# How to complete this task
From the entries below, return exactly the lines beginning at the one that contains "Please indicate the brick" and ending at the one that contains "Please indicate the grass", both of them included, and only those lines.

# The records
Segment Open

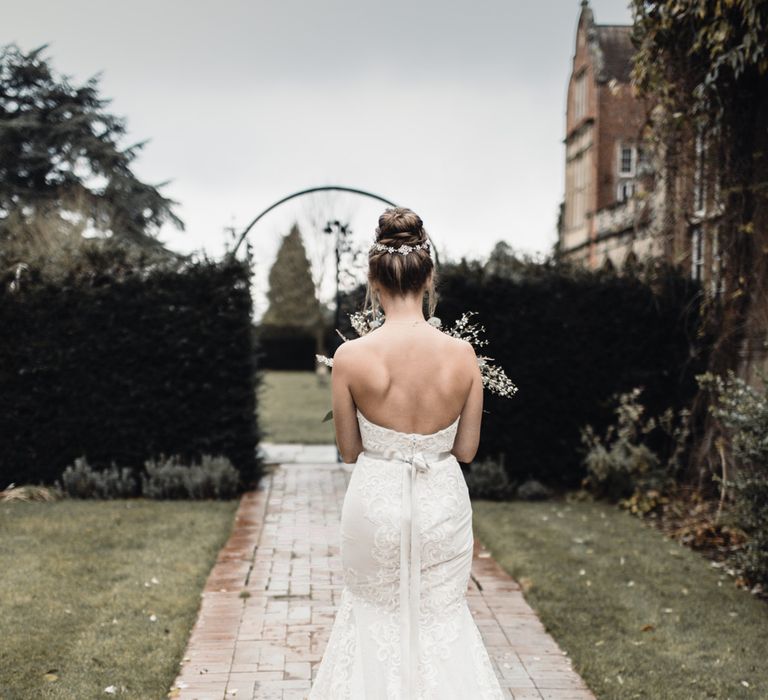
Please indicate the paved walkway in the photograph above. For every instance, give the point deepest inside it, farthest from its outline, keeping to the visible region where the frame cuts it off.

Segment Closed
Segment Open

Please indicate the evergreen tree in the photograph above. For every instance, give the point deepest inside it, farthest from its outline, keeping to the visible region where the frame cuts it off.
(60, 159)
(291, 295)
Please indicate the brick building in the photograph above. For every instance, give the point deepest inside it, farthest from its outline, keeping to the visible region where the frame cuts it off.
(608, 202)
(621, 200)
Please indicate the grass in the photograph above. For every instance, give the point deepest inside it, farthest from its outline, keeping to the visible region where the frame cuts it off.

Segment Closed

# Output of the task
Please indicate the brick building in the photograph above. For every instance, give the point deepest inside it, farthest from its outline, keeping to the visible region where the frame cuts it off.
(608, 202)
(621, 200)
Please indicate the grass in the photograph above. For every instance, give the point deepest inside it, farthest from its outline, keeping to the visible region where the frame cuts it off.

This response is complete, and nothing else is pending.